I traveled to Sankt Anna am Aigen, foremost, to say THANK YOU for giving me life saving food, which helped to sustain my living until the liberation. Also possibly to meet with people who were residents of the villages in 1945. And to revisit the places and sights where I was sleeping, working, begging for food. Accomplished all within five brief days.
For sixty years I was in the belief that the place were I got my daily ration of food and the room where I was sleeping was in the School Building. At the very moment of my arrival to the village of St. Anna I was questioning the validity of the notion that the School Building served as sleeping quarters for me. In two days we found that the Lippe warehouse was our bed-and-breakfast place. The notion that I was housed in the School Building became a nagging question. Where did I have the idea that I was sleeping in the School Building?

### Work to complete
1. In the account of the visit to Sankt Anna am Aigen, which building turned out to have been the writer's sleeping quarters?
2. Carry on the account of the visit to Sankt Anna am Aigen, beginning after its final sentence.

### Stored data

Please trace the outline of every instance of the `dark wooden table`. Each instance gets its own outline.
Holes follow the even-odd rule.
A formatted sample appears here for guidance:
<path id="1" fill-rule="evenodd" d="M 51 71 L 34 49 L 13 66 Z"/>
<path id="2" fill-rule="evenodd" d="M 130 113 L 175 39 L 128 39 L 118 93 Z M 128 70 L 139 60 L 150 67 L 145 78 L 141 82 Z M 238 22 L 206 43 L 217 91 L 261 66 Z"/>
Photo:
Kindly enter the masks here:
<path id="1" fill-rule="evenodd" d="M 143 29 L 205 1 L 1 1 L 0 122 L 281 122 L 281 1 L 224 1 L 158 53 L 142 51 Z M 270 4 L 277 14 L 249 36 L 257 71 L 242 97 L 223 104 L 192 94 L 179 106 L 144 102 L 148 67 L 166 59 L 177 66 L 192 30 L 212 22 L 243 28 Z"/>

### Results
1. The Lippe warehouse.

2.
While I was summarizing the Austrian trip of June 2005, Dr. Lappin, Mayor Weinhandl, Mrs. Weinhandl, Mr. Schober and me kept the e-mail correspondence alive. Over the times, I kept writing in our correspondence, seemingly unrelated episodes of my slave labor experiences. Those episodes seemed unrelated, because, sixty years later, I couldn’t place them in the proper prospective. In May of 2006, almost a year after the trip, Dr. Lappin, while reading one of my e-mails, spotted a key element, which enabled her to put a new idea on the table. Archival data proved her correct. Placing the puzzle pieces in the proper order the scenario sounds as follows:
As slave laborers, we were working in the bombed out oil refinery of Szöny,Hungary. The time was Christmas day of 1944. Regular workers form local villages were off, they celebrated the holiday. But holiday or not, the German army wanted the oil. The refinery was idle while the crude oil was still arriving through the pipelines. The pipe lines were tapped with spigots and the crude oil were loaded into 55-gallon steel drums. This job was given to us, a contingency of Jewish forced laborers. We had to fill the drums and rolled them up onto the German trucks. Dirty, slippery and hazardous job, as such stayed in my memory. Two or three days later we had to evacuate the camp. We received a new contingency of guards. They were brutal MP’s, specifically trained for the job. Death-march toward west.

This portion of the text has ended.